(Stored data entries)
Content starts
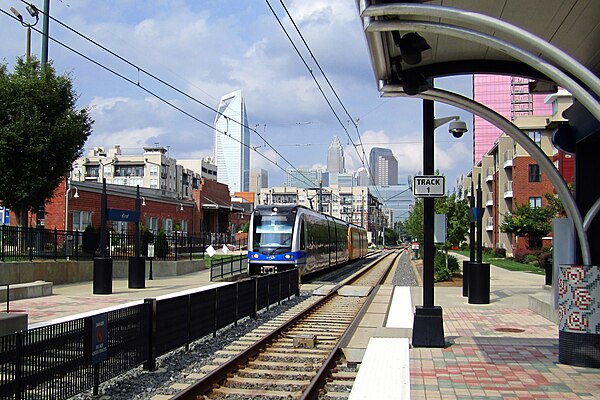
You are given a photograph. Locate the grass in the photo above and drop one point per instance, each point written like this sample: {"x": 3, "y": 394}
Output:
{"x": 508, "y": 264}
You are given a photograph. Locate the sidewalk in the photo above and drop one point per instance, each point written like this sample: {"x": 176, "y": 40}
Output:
{"x": 78, "y": 298}
{"x": 500, "y": 350}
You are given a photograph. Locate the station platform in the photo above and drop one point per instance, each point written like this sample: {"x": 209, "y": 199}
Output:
{"x": 501, "y": 350}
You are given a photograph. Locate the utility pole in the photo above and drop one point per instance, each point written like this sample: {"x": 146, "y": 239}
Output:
{"x": 321, "y": 194}
{"x": 362, "y": 208}
{"x": 45, "y": 32}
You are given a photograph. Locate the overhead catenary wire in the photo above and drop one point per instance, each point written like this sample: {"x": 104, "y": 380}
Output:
{"x": 330, "y": 87}
{"x": 162, "y": 99}
{"x": 363, "y": 159}
{"x": 137, "y": 83}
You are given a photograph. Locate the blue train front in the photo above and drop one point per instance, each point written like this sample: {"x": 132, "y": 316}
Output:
{"x": 271, "y": 244}
{"x": 283, "y": 237}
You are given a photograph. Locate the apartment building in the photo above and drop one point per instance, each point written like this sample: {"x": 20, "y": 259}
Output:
{"x": 153, "y": 169}
{"x": 509, "y": 176}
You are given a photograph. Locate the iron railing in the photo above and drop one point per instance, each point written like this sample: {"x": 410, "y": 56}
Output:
{"x": 61, "y": 360}
{"x": 27, "y": 244}
{"x": 228, "y": 266}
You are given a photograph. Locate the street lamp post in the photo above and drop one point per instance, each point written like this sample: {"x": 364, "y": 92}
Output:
{"x": 35, "y": 14}
{"x": 428, "y": 323}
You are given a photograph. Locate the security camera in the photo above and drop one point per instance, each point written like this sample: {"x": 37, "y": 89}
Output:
{"x": 457, "y": 128}
{"x": 32, "y": 10}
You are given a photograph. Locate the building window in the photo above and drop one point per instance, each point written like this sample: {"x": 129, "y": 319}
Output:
{"x": 536, "y": 136}
{"x": 535, "y": 202}
{"x": 168, "y": 226}
{"x": 120, "y": 226}
{"x": 152, "y": 224}
{"x": 81, "y": 220}
{"x": 535, "y": 174}
{"x": 184, "y": 226}
{"x": 92, "y": 171}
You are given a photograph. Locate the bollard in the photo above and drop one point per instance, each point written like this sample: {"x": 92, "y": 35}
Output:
{"x": 479, "y": 283}
{"x": 466, "y": 265}
{"x": 102, "y": 275}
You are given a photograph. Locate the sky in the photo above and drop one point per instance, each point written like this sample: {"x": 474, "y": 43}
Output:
{"x": 209, "y": 48}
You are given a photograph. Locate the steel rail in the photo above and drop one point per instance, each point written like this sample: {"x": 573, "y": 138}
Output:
{"x": 318, "y": 381}
{"x": 221, "y": 373}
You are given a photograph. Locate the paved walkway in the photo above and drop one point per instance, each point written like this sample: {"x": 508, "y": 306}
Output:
{"x": 500, "y": 350}
{"x": 78, "y": 299}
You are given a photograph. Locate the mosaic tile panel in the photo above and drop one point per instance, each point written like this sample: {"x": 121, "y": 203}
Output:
{"x": 579, "y": 299}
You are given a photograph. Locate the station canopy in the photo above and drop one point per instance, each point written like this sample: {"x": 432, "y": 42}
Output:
{"x": 409, "y": 47}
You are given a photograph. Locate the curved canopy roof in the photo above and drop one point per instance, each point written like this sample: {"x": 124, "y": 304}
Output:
{"x": 571, "y": 25}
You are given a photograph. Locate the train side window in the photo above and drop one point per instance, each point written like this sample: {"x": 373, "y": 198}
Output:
{"x": 302, "y": 237}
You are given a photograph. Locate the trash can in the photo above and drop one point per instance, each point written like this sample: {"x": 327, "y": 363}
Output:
{"x": 466, "y": 264}
{"x": 102, "y": 275}
{"x": 136, "y": 274}
{"x": 479, "y": 283}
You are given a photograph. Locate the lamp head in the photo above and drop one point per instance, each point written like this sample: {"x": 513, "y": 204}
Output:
{"x": 17, "y": 14}
{"x": 32, "y": 10}
{"x": 457, "y": 128}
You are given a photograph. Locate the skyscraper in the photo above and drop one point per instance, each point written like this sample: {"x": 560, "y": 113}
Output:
{"x": 508, "y": 96}
{"x": 383, "y": 166}
{"x": 232, "y": 140}
{"x": 335, "y": 157}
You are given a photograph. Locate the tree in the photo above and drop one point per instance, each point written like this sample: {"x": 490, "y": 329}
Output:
{"x": 534, "y": 223}
{"x": 90, "y": 240}
{"x": 41, "y": 134}
{"x": 161, "y": 245}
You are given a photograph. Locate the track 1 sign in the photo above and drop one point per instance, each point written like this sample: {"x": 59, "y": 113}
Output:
{"x": 429, "y": 186}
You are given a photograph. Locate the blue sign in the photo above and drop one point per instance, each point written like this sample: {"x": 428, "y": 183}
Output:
{"x": 114, "y": 214}
{"x": 99, "y": 339}
{"x": 4, "y": 216}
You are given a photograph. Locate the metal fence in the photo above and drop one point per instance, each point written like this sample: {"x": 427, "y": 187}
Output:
{"x": 228, "y": 266}
{"x": 27, "y": 244}
{"x": 61, "y": 360}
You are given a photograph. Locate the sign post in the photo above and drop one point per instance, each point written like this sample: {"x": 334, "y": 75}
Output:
{"x": 429, "y": 186}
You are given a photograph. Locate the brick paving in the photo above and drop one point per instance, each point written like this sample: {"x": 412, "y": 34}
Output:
{"x": 498, "y": 354}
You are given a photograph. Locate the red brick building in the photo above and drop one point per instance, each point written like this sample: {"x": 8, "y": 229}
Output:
Content ends
▸ Exercise description: From the entries above, list each line with "window" in it.

▸ Problem solution:
You are given a photograph. Locate the building window in the photo above and drop one point per instance, each point written like this sample: {"x": 129, "y": 319}
You are given a photograph. Locate the train side window in the photo above and drop one point per instance, each point written like this sample: {"x": 373, "y": 198}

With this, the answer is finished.